### PASSAGE PROVIDED
————
Daniel Pianko, managing director of University Ventures, a higher education investment firm that has invested in health care-focused OPM Synergis Education, said the price paid by Grand Canyon “indicates that health-care assets trade at a premium.”

Orbis Education has a unique mix of university and hospital partnerships, which would be extremely difficult for Grand Canyon to build on its own, said Pianko. Additionally, online health-care programs are extremely complex and “notoriously difficult to scale because of regulators’ intense focus on quality,” he said.

The acquisition of Orbis Education is significant for Grand Canyon Education, which has experience managing Grand Canyon University's online programs but not those of other institutions. (Grand Canyon is a Christian institution that has a ground-based campus in Phoenix and a very large online enrollment.) “Going from one to 18 university partners makes them a real OPM, which is a significant move for them,” said Pianko.

Joshua Kim, director of digital learning initiatives at Dartmouth College's Center for the Advancement of Learning (and a blogger for Inside Higher Ed), said the acquisition “is a very smart move” by Grand Canyon Education.

“Orbis has established a strong reputation in the health-care education vertical,” said Kim, who wrote a blog post this summer praising the company's approach to online education. The demand for online health-care education is growing due to an “acute shortage of nurses and other health-care professionals” in the U.S., he said.

“Expanding the opportunities for people with jobs and families to access high-quality health-care training and certification through online learning will be essential if we are to fill this shortage of trained medical professionals,” said Kim.

Brian Mueller, chairman, president and chief executive officer of Grand Canyon Education, said that Orbis is an “extremely high-quality provider” that has identified “an area of real need in this country -- a shortage of health-care professionals, especially prelicensure nurses.”

“The current capabilities of universities to produce the number of nurses needed is not working,” said Mueller. Orbis Education identifies markets that have a shortage of health-care professionals, forms relationships with health-care providers and universities in that area, and invests to build training programs that help fill those jobs, said Mueller.
————
### STUDY MATERIAL
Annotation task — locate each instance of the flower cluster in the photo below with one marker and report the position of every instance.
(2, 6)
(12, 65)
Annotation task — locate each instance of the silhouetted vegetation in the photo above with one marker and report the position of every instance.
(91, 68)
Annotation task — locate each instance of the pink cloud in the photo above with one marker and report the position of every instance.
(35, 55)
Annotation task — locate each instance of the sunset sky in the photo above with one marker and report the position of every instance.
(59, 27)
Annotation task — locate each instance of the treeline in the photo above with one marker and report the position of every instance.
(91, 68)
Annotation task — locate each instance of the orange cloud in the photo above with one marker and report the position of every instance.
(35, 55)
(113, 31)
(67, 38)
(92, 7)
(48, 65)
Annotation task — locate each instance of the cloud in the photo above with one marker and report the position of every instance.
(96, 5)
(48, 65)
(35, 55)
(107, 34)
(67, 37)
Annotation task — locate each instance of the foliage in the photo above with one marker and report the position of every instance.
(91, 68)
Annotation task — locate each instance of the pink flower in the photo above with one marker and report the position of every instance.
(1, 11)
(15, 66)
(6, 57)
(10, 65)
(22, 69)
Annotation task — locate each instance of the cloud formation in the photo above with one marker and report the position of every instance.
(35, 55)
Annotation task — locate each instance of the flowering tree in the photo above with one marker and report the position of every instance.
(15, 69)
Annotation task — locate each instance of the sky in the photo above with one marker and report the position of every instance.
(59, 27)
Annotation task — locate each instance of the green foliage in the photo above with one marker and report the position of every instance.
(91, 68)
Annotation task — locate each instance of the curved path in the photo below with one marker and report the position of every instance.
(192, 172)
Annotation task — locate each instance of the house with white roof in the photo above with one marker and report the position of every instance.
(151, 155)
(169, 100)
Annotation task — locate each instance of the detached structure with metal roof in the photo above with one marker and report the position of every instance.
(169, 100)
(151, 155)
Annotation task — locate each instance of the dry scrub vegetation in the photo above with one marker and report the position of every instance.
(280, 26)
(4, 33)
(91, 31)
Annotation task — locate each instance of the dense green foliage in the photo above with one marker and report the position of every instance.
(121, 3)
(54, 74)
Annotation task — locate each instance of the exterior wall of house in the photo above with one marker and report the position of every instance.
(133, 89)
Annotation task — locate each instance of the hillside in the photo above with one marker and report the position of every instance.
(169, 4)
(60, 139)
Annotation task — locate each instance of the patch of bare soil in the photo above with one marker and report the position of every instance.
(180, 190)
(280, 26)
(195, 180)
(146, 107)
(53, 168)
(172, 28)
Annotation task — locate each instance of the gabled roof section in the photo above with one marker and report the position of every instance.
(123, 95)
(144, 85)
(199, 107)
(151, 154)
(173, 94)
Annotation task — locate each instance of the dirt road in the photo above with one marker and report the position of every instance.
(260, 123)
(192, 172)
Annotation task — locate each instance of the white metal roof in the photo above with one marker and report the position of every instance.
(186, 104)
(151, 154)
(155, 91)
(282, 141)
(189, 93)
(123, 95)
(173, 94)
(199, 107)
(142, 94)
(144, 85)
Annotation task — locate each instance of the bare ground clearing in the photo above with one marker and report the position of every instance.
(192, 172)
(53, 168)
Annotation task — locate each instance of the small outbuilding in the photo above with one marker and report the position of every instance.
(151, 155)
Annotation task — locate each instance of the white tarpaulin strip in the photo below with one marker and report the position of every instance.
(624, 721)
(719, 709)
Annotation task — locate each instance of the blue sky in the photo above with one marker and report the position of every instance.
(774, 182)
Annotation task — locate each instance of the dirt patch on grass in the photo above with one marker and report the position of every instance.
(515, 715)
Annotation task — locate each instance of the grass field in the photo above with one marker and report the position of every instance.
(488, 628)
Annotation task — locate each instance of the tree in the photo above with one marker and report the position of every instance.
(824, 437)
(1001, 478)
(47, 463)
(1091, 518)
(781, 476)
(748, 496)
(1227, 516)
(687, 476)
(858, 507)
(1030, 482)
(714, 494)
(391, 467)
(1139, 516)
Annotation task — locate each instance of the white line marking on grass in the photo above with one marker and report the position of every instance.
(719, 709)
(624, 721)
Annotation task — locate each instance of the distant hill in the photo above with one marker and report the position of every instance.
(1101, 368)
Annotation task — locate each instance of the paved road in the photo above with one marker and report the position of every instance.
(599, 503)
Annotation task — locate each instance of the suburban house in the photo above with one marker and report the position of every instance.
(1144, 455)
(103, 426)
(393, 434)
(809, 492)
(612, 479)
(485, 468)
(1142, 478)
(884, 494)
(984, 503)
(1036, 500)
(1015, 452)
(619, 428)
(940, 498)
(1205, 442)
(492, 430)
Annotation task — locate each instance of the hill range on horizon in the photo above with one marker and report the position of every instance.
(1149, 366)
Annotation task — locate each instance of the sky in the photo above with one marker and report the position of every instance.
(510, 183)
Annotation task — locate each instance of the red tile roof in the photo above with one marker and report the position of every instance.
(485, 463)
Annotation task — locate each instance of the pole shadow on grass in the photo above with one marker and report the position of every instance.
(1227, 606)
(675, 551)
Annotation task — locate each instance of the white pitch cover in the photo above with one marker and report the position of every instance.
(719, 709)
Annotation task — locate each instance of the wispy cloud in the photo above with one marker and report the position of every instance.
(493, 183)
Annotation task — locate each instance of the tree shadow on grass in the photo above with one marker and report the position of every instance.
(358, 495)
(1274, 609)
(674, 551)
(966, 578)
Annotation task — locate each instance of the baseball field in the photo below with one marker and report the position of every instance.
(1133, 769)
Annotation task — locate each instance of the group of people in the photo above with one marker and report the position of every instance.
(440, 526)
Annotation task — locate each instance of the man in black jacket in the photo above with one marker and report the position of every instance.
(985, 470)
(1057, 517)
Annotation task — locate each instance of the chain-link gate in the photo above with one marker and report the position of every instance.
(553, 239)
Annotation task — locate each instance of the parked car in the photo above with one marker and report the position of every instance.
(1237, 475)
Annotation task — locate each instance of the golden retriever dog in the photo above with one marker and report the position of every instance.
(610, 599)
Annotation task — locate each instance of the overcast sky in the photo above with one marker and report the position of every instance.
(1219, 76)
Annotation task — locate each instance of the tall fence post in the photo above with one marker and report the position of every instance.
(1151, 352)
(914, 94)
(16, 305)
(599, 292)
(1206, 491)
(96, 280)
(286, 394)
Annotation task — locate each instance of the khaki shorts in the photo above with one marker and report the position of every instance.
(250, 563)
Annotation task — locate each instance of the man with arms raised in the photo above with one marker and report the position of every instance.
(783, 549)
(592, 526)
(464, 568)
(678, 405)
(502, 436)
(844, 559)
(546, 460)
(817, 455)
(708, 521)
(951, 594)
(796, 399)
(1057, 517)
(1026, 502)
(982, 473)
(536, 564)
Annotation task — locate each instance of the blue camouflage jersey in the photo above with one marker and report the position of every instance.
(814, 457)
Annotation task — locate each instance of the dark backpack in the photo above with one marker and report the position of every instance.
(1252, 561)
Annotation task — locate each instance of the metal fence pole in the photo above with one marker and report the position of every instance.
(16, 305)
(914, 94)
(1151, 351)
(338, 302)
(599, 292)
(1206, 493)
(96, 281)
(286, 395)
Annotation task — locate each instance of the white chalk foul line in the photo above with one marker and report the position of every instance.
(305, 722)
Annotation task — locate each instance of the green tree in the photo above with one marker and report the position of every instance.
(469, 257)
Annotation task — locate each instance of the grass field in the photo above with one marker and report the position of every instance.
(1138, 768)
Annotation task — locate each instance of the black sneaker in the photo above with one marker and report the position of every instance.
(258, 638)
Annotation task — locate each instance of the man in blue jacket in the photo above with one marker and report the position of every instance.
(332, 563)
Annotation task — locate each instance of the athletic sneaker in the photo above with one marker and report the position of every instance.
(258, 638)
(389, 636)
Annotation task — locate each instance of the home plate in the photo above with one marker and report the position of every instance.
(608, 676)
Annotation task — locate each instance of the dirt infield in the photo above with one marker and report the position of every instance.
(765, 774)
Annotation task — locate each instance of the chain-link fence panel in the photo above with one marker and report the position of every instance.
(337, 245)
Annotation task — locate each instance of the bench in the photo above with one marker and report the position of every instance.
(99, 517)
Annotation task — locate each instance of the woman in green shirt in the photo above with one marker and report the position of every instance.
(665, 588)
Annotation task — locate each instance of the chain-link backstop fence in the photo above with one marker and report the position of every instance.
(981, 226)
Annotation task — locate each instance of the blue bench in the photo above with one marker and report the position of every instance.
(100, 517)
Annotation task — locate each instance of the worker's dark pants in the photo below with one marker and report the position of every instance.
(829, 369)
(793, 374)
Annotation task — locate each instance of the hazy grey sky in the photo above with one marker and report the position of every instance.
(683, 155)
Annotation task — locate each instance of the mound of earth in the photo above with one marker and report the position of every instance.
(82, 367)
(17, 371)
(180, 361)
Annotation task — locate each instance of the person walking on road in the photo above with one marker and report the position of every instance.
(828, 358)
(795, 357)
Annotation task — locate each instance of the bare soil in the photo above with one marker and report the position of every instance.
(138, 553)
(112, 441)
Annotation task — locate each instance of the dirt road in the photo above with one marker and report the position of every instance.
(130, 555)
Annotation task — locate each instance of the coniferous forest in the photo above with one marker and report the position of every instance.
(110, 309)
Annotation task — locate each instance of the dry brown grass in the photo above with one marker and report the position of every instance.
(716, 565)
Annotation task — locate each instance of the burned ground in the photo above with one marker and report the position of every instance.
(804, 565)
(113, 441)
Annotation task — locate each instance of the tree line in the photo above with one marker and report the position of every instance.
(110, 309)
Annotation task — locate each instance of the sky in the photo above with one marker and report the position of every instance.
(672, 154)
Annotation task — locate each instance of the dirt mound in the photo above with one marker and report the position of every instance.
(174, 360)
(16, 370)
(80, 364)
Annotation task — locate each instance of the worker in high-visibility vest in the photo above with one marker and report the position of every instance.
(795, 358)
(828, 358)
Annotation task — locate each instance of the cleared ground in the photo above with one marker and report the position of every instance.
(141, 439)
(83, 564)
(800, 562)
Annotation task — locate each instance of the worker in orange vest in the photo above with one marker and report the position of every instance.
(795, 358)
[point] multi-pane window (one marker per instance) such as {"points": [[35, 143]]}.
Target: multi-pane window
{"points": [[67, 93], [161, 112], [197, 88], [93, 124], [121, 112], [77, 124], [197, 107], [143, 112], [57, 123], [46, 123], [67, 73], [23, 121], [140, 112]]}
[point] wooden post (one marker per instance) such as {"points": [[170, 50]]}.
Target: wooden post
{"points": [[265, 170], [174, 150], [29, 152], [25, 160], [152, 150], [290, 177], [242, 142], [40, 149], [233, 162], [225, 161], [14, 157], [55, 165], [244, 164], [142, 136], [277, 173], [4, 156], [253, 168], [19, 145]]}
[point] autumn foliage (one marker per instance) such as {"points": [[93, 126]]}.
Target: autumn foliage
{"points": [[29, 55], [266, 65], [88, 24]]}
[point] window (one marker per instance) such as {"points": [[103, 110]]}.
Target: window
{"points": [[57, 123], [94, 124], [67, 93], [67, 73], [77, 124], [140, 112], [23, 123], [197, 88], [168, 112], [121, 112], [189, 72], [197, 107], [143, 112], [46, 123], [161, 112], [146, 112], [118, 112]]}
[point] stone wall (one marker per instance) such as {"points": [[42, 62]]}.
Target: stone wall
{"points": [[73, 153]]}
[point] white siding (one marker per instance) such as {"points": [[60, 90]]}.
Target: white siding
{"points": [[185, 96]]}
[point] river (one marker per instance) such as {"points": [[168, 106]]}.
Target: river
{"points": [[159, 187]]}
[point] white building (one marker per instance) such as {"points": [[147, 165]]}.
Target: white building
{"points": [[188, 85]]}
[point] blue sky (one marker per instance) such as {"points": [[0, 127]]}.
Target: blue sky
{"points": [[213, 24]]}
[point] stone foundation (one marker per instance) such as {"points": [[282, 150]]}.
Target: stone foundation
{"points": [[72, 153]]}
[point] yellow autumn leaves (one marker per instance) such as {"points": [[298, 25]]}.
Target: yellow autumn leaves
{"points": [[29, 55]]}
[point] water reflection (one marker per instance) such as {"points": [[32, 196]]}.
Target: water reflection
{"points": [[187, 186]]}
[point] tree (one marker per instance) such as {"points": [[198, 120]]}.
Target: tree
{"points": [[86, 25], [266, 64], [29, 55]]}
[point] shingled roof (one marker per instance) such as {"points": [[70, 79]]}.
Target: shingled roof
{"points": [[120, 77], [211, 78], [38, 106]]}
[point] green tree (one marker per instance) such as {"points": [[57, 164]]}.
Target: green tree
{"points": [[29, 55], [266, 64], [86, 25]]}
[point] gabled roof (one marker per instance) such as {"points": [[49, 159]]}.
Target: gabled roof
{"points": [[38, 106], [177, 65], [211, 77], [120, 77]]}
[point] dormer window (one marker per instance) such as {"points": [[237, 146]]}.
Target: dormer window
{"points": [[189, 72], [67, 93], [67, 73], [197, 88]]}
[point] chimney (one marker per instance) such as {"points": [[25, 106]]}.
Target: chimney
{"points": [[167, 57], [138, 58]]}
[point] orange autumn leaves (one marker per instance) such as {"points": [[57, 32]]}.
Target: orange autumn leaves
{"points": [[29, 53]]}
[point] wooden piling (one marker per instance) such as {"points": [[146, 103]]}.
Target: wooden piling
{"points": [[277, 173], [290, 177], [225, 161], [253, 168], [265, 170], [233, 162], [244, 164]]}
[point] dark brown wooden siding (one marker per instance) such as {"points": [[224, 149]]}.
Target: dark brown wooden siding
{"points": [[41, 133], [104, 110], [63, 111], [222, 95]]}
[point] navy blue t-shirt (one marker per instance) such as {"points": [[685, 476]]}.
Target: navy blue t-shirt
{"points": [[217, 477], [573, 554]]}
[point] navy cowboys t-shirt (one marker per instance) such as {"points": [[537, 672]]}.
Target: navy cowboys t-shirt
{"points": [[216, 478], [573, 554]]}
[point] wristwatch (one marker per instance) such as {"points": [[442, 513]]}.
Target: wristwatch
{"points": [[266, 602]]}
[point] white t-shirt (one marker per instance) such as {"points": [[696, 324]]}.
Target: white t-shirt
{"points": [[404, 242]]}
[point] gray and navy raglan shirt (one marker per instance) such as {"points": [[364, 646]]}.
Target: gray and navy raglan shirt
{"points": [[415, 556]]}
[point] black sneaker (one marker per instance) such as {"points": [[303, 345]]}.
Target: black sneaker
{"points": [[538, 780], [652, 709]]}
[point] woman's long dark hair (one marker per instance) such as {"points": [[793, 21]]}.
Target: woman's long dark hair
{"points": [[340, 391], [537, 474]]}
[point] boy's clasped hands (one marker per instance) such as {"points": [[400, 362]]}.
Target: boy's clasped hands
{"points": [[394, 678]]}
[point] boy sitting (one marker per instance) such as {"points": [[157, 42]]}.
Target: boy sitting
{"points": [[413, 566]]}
————
### TASK 1
Name each person quoted in the article on Grand Canyon Education's purchase of Orbis Education, along with the position the article gives for that person.
### TASK 2
Continue the article on Grand Canyon Education's purchase of Orbis Education from the point where it stops.

### OUTPUT 1
- Daniel Pianko: managing director of University Ventures
- Joshua Kim: director of digital learning initiatives at Dartmouth College's Center for the Advancement of Learning, and a blogger for Inside Higher Ed
- Brian Mueller: chairman, president and chief executive officer of Grand Canyon Education

### OUTPUT 2
“It really fits philosophically with where we think higher education needs to go -- which is looking at where the economy is going, where the jobs are, where there are shortages, and creating programs that are going to help people access those jobs,” said Mueller.

If all goes to plan, the acquisition will be completed in early 2019. The Orbis Education brand will be phased out, but the company will continue to be run from its current headquarters in Carmel, Ind., with current Orbis executives and managers expected to stay in place. The company is on track to generate roughly $63 million in revenue for 2018 and is “currently financially break-even,” according to an analysis published yesterday by BMO Capital Markets.

Steve Hodownes, Orbis's chief executive officer, said in a news release that the company had been seeking a partner with “significant capital resources and cultural capability.”

“Although many companies expressed strong interest in our business, in the final analysis, Grand Canyon Education emerged as the best partner for our future growth,” said Hodownes.

But Kim said he has some unanswered questions about how the acquisition by Grand Canyon Education will impact its business. They include: how independent Orbis Education will be from Grand Canyon Education, and what will happen if Grand Canyon University has a program that directly competes with a program currently powered by Orbis.

Kim also wonders whether Grand Canyon Education will share Grand Canyon University’s Christian mission, “and if so what this will mean for existing and potential Orbis partners.”

“The decision to work with an OPM like Orbis is based largely on the degree to which schools feel like they are aligned in terms of culture, mission and values,” said Kim. “These long-term relationships between schools and OPMs require a great deal of trust. It will be interesting to see how this acquisition will impact these long-term relationships.”